Although the growth of the South Korean economy had secured a high level of support for Park's presidency in the 1960s, that support began to fade after economic growth started slowing in the early 1970s. Many South Koreans were becoming unhappy with his autocratic rule, his security services and the restrictions placed on personal freedoms. While Park had legitimised his administration, using the provisions laid down in the state of emergency laws dating back to the Korean War, he also failed to address the constitutional guarantees of freedom of speech and the press. Furthermore, the security service, the KCIA, retained broad powers of arrest and detention; many of Park's opponents were held without trial and frequently tortured.[64] Eventually demonstrations against the Yushin system erupted throughout the country as Park's unpopularity began to rise.

-*-*-

-- WHAT THE TASK ASKS --
Rewrite the passage on Park's presidency, everything from "Although the growth" down to "began to rise.", putting "authoritarian" in place of "autocratic". The data that comes next has no connection to the passage on Park's presidency.

-*-*-

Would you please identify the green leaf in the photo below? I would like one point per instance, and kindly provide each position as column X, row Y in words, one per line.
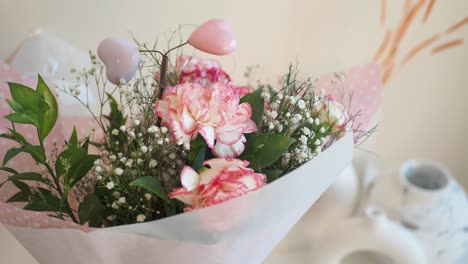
column 15, row 136
column 27, row 176
column 15, row 106
column 11, row 153
column 36, row 152
column 197, row 153
column 68, row 158
column 49, row 114
column 151, row 184
column 19, row 197
column 273, row 175
column 79, row 170
column 263, row 150
column 74, row 138
column 90, row 208
column 10, row 170
column 24, row 118
column 256, row 103
column 23, row 195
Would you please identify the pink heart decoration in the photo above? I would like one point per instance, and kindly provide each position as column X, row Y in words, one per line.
column 121, row 58
column 214, row 36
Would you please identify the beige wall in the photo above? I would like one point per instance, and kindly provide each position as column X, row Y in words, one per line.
column 424, row 112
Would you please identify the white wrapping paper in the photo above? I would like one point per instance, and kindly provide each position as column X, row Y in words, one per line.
column 242, row 230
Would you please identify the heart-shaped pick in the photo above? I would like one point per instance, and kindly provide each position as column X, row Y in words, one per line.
column 214, row 36
column 121, row 58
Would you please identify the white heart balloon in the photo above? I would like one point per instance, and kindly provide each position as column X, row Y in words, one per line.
column 121, row 58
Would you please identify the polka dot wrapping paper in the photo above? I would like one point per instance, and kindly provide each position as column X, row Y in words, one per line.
column 362, row 82
column 223, row 233
column 360, row 93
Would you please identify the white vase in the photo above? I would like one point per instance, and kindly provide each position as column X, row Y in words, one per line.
column 335, row 205
column 425, row 198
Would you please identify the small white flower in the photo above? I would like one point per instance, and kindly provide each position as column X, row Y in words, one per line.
column 153, row 129
column 143, row 149
column 110, row 185
column 141, row 218
column 318, row 150
column 98, row 169
column 129, row 163
column 273, row 114
column 118, row 171
column 148, row 196
column 280, row 128
column 301, row 104
column 323, row 140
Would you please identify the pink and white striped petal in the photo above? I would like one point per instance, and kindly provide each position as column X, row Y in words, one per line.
column 221, row 150
column 189, row 178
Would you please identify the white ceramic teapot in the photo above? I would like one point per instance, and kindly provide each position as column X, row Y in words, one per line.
column 425, row 198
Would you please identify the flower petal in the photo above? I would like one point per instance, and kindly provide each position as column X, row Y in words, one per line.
column 208, row 134
column 221, row 150
column 182, row 195
column 189, row 178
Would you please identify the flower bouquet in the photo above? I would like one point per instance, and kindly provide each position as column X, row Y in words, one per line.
column 178, row 164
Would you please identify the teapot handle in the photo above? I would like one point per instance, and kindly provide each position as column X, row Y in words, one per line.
column 372, row 232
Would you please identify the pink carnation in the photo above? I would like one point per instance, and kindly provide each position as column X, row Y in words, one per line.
column 214, row 112
column 224, row 180
column 205, row 72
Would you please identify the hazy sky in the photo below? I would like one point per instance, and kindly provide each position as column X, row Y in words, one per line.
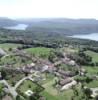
column 49, row 8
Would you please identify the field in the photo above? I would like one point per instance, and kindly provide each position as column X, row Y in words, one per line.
column 94, row 55
column 93, row 84
column 91, row 70
column 15, row 61
column 6, row 46
column 39, row 51
column 29, row 85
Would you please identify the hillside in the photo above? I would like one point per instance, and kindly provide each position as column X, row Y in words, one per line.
column 62, row 26
column 4, row 22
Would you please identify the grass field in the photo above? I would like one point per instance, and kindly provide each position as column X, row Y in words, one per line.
column 15, row 61
column 29, row 85
column 39, row 51
column 93, row 84
column 6, row 46
column 91, row 70
column 94, row 55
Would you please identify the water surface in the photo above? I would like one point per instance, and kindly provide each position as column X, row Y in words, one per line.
column 18, row 27
column 92, row 36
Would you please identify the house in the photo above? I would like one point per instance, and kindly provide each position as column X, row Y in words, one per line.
column 66, row 73
column 29, row 93
column 65, row 81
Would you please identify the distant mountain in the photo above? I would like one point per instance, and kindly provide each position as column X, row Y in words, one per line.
column 4, row 22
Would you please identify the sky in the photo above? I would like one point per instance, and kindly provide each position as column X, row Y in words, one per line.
column 49, row 8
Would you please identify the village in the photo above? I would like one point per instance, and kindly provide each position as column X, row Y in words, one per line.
column 37, row 75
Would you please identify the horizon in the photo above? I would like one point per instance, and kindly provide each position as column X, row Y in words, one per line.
column 72, row 9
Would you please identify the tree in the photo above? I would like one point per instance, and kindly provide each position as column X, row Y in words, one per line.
column 96, row 98
column 3, row 74
column 87, row 92
column 18, row 97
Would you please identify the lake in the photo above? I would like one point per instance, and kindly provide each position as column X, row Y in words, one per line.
column 18, row 27
column 92, row 36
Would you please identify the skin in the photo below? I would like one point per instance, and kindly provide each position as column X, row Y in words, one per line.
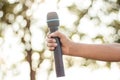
column 103, row 52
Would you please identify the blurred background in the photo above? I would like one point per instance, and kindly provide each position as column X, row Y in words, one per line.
column 23, row 29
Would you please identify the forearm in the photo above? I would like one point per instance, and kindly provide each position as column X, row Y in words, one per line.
column 105, row 52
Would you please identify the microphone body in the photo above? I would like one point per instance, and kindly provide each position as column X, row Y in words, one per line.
column 53, row 24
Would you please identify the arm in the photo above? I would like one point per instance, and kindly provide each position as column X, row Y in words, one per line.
column 105, row 52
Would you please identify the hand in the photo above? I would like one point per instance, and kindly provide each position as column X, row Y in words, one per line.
column 51, row 42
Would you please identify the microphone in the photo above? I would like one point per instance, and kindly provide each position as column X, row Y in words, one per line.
column 53, row 24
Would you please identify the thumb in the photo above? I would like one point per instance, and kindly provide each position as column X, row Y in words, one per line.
column 57, row 34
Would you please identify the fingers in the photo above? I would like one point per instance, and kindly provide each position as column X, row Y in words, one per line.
column 51, row 43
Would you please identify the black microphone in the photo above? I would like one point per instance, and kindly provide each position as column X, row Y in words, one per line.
column 53, row 24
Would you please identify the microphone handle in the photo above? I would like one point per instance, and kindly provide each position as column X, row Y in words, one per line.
column 58, row 59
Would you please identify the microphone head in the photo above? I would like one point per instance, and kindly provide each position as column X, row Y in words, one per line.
column 52, row 19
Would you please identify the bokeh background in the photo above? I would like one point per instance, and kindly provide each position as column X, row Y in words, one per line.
column 23, row 29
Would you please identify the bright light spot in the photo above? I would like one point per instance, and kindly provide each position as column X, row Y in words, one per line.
column 76, row 38
column 35, row 56
column 1, row 14
column 37, row 39
column 83, row 4
column 19, row 19
column 18, row 8
column 15, row 26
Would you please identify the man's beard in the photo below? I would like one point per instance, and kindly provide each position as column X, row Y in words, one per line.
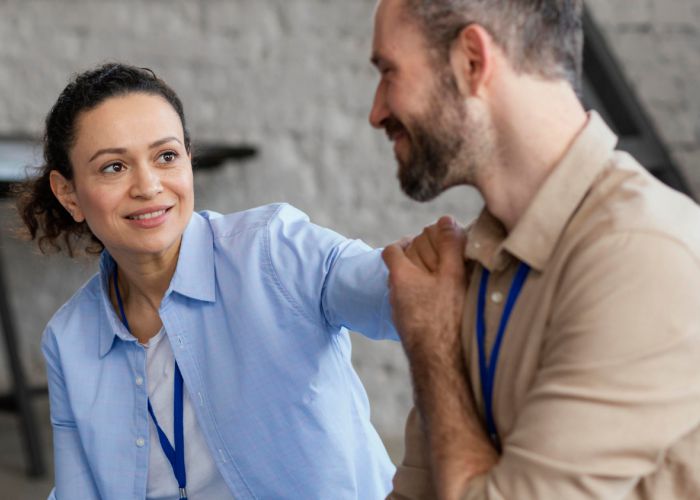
column 440, row 156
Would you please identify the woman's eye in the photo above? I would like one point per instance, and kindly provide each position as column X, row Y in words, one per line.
column 113, row 168
column 168, row 156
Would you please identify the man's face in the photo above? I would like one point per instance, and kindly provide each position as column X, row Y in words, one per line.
column 440, row 139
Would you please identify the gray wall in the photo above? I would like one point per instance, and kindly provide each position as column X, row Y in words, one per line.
column 292, row 77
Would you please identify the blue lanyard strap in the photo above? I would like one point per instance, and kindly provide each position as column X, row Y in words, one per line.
column 176, row 455
column 487, row 366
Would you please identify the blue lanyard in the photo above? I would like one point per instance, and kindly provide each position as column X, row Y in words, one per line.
column 487, row 369
column 176, row 456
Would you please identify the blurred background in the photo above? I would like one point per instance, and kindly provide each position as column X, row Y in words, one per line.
column 289, row 80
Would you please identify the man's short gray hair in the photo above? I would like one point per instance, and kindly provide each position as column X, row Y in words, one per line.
column 542, row 37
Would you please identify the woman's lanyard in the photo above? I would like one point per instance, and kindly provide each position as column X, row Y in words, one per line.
column 487, row 369
column 176, row 456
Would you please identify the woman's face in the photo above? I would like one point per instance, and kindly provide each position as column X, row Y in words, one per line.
column 132, row 179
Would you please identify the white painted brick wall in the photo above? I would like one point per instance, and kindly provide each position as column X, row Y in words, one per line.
column 292, row 77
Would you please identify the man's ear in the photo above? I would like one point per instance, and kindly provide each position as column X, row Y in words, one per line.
column 64, row 191
column 472, row 59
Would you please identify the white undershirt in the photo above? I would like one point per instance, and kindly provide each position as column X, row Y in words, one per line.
column 204, row 481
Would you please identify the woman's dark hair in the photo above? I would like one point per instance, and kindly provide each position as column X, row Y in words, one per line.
column 44, row 217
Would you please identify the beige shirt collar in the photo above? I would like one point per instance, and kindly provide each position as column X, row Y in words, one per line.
column 536, row 234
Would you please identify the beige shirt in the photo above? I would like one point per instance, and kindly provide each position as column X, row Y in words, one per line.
column 597, row 391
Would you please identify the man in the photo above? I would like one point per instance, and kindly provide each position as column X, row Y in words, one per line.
column 568, row 367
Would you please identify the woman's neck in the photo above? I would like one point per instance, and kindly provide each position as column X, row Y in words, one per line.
column 143, row 281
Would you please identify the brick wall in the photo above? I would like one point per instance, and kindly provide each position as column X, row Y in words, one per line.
column 291, row 77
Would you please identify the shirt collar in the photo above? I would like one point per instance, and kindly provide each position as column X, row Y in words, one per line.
column 194, row 277
column 536, row 234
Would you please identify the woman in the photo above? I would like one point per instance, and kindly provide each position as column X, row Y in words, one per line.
column 220, row 334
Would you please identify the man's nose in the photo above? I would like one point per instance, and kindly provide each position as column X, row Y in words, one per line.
column 380, row 110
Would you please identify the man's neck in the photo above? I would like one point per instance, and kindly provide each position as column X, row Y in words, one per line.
column 537, row 122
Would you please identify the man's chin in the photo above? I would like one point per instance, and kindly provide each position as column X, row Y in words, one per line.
column 418, row 189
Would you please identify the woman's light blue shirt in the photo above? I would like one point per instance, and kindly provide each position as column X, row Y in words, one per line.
column 256, row 314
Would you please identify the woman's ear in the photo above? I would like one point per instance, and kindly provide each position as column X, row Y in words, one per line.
column 472, row 61
column 64, row 191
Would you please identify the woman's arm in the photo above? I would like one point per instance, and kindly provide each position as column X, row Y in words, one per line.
column 329, row 279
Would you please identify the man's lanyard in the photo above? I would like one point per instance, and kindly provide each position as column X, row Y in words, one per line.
column 176, row 456
column 487, row 366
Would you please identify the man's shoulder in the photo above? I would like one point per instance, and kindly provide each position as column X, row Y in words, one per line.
column 627, row 199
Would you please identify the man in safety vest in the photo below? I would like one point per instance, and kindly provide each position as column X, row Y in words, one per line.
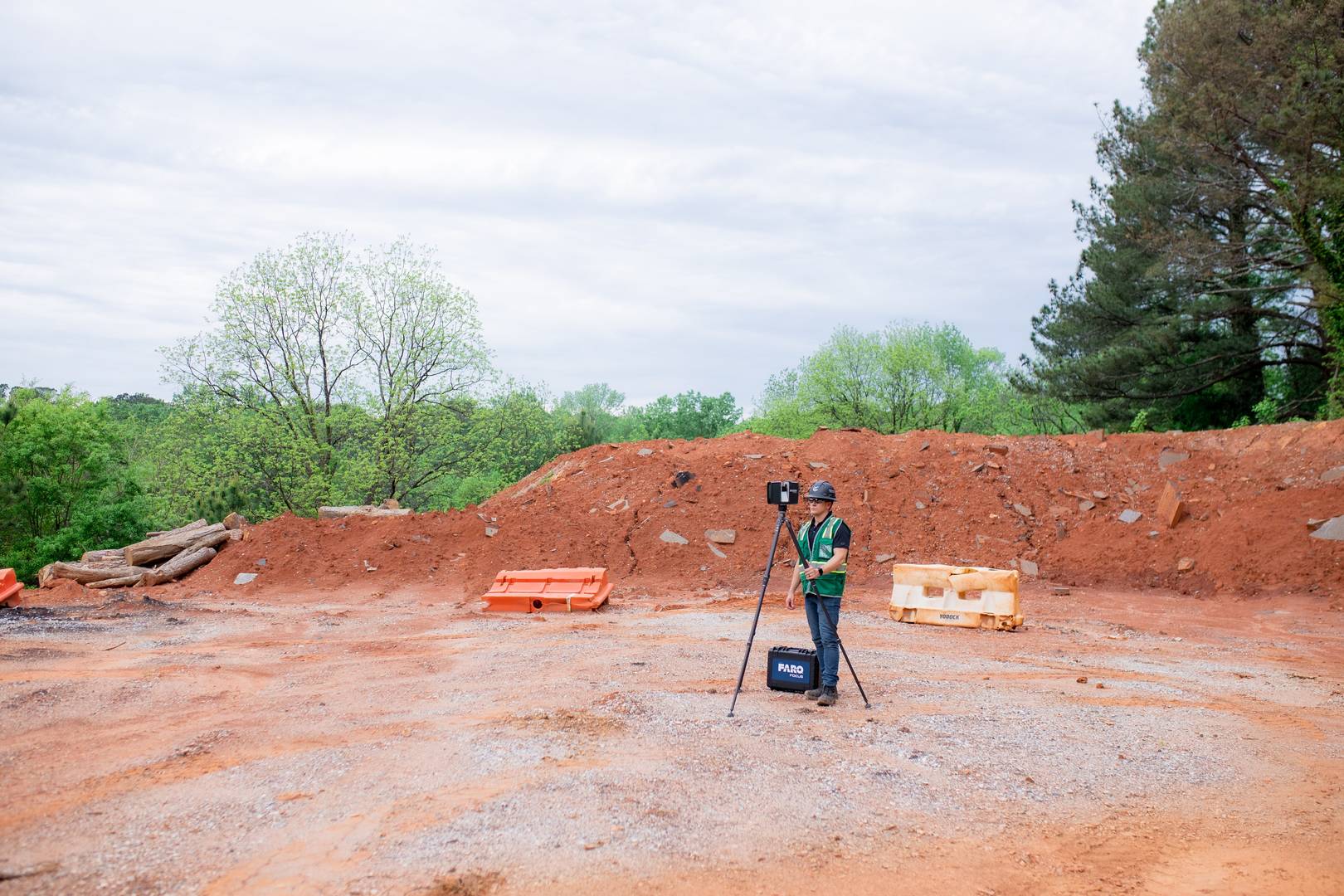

-*-*-

-- WORKED ANSWER --
Although the growth of the South Korean economy had secured a high level of support for Park's presidency in the 1960s, that support began to fade after economic growth started slowing in the early 1970s. Many South Koreans were becoming unhappy with his authoritarian rule, his security services and the restrictions placed on personal freedoms. While Park had legitimised his administration, using the provisions laid down in the state of emergency laws dating back to the Korean War, he also failed to address the constitutional guarantees of freedom of speech and the press. Furthermore, the security service, the KCIA, retained broad powers of arrest and detention; many of Park's opponents were held without trial and frequently tortured.[64] Eventually demonstrations against the Yushin system erupted throughout the country as Park's unpopularity began to rise.